Work instructions:
Print the items below without any change, beginning at the line containing "Would you be willing to mark the yellow t-shirt" and running through the line containing "column 754, row 374", with both of those lines included.

Task input:
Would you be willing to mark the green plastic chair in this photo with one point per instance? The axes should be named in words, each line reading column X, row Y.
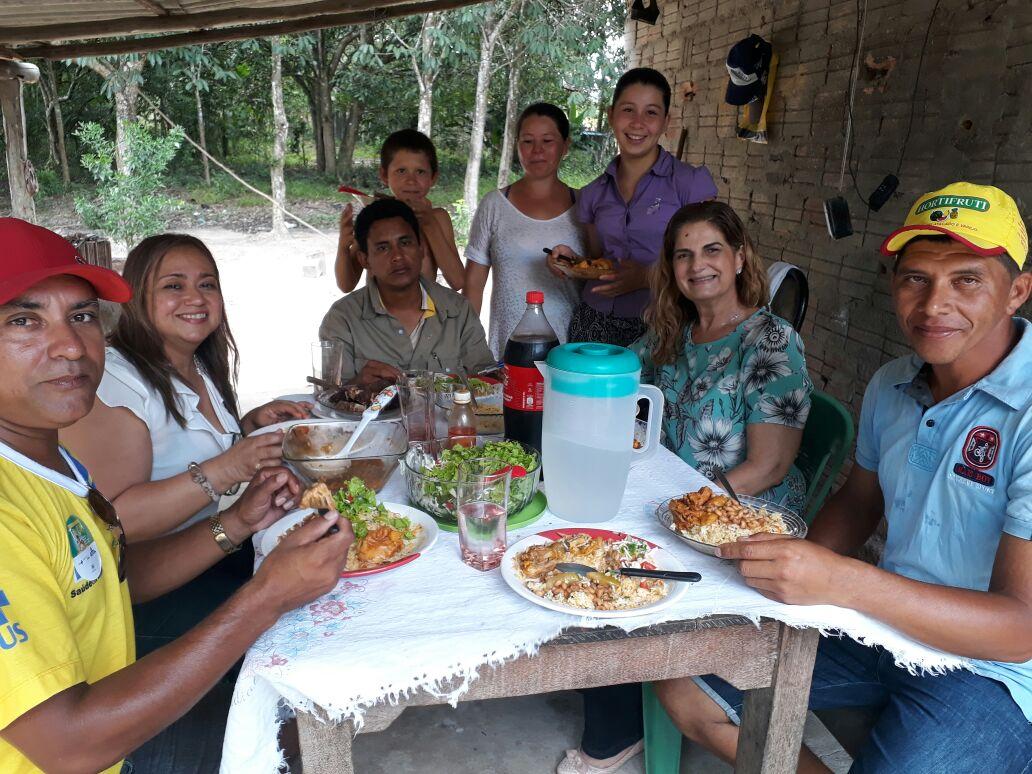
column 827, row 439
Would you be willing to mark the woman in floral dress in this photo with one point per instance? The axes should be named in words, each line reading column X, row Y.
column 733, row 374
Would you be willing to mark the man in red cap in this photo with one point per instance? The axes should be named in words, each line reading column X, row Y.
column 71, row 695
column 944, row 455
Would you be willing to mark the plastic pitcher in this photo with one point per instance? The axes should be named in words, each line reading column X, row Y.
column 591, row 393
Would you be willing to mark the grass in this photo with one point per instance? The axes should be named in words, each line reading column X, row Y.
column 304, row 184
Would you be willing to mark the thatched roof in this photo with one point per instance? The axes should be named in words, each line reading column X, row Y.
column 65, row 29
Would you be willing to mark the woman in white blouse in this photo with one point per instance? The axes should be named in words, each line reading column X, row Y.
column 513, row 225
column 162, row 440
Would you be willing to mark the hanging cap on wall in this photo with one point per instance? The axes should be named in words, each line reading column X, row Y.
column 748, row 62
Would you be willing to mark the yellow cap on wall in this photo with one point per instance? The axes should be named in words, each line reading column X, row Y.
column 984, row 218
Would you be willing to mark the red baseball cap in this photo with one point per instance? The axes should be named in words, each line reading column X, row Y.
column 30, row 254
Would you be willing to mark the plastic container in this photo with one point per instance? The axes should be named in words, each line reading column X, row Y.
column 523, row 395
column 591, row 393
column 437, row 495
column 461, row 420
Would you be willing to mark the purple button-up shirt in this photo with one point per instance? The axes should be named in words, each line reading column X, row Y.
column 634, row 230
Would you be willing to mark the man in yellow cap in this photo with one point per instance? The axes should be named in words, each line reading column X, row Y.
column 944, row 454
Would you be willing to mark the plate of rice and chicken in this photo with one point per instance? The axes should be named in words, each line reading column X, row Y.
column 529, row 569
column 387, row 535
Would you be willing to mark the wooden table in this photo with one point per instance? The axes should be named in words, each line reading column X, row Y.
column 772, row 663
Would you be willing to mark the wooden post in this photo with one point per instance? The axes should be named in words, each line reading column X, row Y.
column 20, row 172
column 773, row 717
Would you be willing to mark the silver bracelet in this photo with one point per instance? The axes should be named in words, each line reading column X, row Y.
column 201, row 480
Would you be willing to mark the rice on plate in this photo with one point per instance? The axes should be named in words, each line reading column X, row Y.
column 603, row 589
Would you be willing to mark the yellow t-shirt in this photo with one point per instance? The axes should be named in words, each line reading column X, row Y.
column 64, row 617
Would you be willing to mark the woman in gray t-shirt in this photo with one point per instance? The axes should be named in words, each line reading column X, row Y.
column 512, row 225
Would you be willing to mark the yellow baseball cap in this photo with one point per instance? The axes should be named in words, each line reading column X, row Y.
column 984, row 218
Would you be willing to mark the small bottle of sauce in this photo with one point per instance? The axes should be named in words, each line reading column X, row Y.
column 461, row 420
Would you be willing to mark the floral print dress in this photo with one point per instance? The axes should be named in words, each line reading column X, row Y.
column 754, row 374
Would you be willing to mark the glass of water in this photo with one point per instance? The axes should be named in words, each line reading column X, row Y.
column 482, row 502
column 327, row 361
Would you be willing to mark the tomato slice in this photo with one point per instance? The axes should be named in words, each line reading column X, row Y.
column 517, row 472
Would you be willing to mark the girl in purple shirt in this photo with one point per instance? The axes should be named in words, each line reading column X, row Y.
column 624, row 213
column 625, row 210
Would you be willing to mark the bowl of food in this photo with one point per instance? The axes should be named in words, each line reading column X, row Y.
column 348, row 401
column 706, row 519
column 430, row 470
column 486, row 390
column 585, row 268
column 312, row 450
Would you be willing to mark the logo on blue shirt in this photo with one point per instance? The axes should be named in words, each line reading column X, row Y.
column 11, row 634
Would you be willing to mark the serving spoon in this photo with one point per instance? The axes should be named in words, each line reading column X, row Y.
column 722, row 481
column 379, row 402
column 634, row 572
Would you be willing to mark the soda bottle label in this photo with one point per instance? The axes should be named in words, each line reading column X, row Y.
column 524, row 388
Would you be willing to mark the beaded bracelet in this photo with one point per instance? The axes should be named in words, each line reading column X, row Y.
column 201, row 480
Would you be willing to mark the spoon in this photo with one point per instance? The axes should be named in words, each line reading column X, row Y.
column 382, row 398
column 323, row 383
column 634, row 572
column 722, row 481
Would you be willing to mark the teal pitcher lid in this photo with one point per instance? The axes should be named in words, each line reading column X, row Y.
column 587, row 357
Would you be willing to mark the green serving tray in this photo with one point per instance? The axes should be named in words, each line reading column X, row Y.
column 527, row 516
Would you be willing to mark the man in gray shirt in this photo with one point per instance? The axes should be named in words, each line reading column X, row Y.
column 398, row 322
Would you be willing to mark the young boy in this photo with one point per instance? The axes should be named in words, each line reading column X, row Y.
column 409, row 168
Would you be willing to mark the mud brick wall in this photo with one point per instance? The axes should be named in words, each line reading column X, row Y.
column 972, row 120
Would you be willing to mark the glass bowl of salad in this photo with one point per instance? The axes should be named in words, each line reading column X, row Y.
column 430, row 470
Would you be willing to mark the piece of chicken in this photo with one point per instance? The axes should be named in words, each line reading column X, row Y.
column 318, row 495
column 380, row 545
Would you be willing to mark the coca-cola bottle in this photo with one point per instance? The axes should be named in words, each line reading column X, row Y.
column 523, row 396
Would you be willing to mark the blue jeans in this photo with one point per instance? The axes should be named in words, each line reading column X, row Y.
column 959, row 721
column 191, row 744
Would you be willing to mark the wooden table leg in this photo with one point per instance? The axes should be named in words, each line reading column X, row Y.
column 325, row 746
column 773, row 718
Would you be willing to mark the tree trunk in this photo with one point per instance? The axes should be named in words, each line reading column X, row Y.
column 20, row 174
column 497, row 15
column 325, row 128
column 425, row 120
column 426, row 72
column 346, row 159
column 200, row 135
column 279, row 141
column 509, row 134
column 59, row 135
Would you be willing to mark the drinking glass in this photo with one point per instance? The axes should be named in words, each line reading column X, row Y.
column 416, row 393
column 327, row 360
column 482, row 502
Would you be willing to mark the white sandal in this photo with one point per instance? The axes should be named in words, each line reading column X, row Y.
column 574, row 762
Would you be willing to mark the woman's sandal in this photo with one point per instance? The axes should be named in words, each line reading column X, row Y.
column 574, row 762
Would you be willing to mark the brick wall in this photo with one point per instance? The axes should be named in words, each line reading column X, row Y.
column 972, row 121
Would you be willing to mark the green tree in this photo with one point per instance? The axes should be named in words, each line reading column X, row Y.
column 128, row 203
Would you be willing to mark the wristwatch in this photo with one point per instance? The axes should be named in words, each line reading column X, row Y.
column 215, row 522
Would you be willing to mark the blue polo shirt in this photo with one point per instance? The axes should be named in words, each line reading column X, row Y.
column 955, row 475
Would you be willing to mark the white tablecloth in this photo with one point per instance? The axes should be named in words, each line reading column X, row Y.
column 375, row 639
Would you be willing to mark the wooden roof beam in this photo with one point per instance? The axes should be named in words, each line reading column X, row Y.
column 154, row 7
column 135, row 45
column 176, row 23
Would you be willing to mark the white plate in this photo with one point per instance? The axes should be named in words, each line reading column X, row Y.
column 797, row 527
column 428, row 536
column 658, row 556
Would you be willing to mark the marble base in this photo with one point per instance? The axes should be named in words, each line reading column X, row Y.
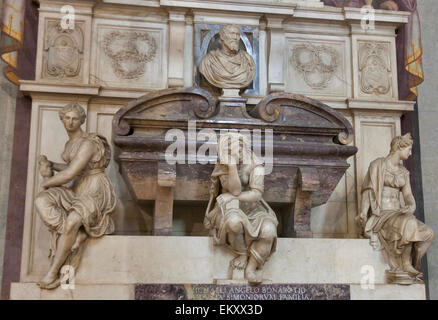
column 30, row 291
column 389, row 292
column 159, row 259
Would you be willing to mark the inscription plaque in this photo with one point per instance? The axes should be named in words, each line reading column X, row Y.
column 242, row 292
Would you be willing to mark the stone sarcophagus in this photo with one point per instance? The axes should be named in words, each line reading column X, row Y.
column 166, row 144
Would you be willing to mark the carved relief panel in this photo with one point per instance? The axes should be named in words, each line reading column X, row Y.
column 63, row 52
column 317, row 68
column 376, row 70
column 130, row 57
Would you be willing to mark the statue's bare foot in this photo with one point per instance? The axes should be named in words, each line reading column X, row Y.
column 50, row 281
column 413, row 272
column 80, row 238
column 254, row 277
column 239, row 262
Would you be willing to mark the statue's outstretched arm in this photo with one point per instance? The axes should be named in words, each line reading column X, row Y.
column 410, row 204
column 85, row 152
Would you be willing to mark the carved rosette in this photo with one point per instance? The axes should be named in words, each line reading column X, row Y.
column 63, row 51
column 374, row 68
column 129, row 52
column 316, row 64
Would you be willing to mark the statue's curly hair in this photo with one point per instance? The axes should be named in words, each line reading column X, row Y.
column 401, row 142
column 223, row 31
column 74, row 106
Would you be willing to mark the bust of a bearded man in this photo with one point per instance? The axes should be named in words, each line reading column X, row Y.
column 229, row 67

...

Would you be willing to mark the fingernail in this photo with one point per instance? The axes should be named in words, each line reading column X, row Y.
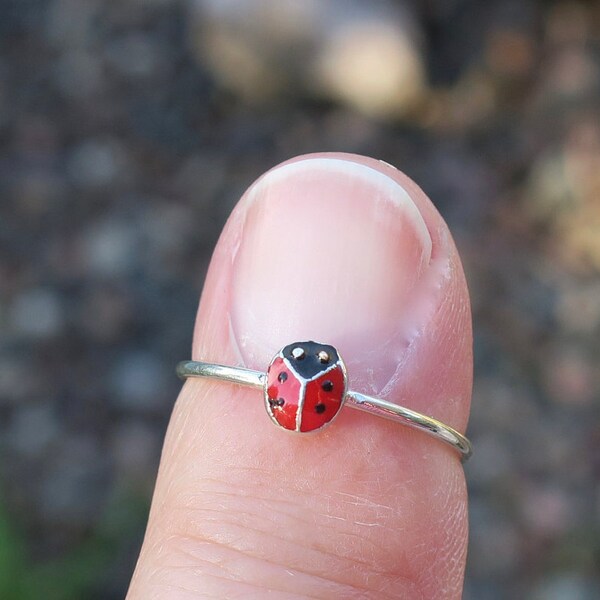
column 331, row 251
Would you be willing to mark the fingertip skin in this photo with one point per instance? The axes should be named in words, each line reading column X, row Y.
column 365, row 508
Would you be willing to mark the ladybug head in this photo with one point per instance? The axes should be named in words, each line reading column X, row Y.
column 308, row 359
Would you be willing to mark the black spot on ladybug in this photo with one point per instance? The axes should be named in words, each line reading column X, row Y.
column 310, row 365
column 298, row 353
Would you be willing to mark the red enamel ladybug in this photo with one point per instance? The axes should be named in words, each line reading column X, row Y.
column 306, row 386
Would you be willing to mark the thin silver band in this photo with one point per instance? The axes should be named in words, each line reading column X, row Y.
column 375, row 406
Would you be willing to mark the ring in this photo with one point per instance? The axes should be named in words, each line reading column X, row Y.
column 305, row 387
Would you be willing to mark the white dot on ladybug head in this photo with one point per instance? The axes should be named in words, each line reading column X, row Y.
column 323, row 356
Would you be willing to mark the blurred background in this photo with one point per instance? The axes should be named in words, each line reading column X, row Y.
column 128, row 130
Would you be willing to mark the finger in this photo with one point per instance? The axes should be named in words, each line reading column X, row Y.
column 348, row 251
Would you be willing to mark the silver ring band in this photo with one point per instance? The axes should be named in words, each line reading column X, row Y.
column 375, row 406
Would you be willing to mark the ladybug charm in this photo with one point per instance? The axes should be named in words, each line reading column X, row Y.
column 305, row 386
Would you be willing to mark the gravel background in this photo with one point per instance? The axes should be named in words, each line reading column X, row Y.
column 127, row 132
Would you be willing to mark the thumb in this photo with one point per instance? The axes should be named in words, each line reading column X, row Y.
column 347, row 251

Completed task:
Would you be willing to mark the yellow t-shirt in this photo with one point per instance? The axes should be named in words, each line reading column X, row Y.
column 64, row 617
Would you be willing to mark the woman in gray t-shirt in this photo with one point per instance? The axes should be named in words, each line reading column X, row Y.
column 512, row 225
Would you be willing to mark the yellow baseball cap in this photo with one point per instance? The axes should be named in words, each line reading column X, row Y.
column 984, row 218
Would you be willing to mark the small bottle of sauce in this photo with one point per instance? The axes should be named in words, each line reading column X, row Y.
column 461, row 420
Would you be willing to mark the floral print dress in this photo with one point per instance? The axes should be named in words, each line reading column X, row Y.
column 754, row 374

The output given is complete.